Brief: Copy out the listing below word for word, from its first line through the line with "pixel 64 139", both ends included. Leave out any pictures.

Data lines:
────────────────
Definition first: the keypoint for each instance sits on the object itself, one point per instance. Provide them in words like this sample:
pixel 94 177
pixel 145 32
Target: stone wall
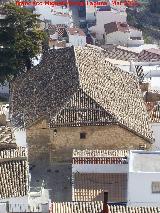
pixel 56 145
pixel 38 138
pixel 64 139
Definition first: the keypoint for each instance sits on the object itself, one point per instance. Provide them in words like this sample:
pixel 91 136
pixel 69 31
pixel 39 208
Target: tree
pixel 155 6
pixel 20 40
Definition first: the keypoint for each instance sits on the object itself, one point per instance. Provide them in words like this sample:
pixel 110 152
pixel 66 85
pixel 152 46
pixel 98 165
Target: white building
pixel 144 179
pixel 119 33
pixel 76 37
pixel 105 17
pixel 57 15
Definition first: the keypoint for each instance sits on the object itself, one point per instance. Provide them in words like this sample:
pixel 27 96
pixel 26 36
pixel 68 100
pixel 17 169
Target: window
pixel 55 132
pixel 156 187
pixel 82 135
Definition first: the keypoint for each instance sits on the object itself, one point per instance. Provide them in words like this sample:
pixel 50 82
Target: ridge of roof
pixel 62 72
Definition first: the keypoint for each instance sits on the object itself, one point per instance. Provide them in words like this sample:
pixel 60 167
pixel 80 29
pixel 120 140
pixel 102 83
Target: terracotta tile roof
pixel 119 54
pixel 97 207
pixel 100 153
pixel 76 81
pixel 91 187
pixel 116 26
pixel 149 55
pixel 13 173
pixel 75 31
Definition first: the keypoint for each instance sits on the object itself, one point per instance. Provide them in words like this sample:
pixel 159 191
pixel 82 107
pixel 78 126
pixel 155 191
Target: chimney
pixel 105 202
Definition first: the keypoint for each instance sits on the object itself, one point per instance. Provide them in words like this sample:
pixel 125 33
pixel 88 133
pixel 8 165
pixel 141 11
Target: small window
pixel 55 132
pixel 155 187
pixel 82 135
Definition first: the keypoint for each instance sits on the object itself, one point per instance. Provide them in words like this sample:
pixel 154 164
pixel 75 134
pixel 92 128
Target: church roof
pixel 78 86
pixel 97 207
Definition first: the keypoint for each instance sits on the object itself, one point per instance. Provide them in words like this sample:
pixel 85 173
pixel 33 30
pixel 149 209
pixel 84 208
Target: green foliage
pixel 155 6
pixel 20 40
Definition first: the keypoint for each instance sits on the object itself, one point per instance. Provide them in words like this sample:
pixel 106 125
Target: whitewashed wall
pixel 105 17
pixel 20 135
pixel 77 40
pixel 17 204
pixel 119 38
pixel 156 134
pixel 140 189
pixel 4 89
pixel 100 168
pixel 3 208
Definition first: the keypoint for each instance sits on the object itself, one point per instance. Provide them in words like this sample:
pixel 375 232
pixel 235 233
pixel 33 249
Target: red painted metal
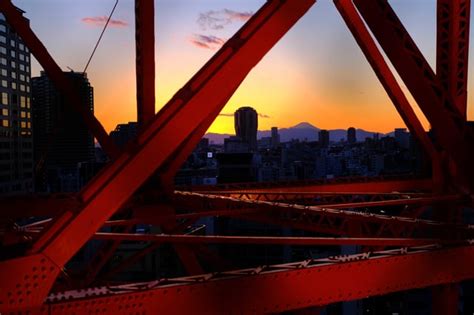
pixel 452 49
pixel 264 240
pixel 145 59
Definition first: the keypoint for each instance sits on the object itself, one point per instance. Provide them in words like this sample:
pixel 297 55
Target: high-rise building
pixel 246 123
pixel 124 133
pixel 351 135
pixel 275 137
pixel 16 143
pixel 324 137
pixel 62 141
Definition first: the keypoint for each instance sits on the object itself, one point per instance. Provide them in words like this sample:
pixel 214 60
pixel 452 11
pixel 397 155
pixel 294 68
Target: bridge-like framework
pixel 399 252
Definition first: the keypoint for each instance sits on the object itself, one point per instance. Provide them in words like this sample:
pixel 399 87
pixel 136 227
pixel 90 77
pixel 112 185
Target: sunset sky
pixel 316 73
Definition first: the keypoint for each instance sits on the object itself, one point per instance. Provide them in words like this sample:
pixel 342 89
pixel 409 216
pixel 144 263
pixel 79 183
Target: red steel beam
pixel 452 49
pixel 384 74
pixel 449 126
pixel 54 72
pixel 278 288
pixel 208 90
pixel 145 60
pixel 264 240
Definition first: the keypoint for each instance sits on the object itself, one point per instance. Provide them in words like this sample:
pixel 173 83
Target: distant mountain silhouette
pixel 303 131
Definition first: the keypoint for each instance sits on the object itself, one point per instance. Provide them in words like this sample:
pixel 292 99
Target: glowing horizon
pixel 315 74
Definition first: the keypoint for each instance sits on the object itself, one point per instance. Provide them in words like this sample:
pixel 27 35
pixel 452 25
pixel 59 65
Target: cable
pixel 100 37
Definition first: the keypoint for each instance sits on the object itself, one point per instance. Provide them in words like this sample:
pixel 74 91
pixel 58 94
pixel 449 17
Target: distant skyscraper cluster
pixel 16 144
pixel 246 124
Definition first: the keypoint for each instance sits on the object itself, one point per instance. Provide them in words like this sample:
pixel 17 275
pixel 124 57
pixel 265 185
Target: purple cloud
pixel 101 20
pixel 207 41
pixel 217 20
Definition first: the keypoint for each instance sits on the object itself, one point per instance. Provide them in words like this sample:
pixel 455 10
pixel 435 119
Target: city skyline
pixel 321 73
────────────────
The answer:
Definition first: the keypoint for each instance sits on the object itself, one point per instance. Provide them in words like this sample:
pixel 94 177
pixel 145 32
Target: stone wall
pixel 56 145
pixel 38 138
pixel 64 139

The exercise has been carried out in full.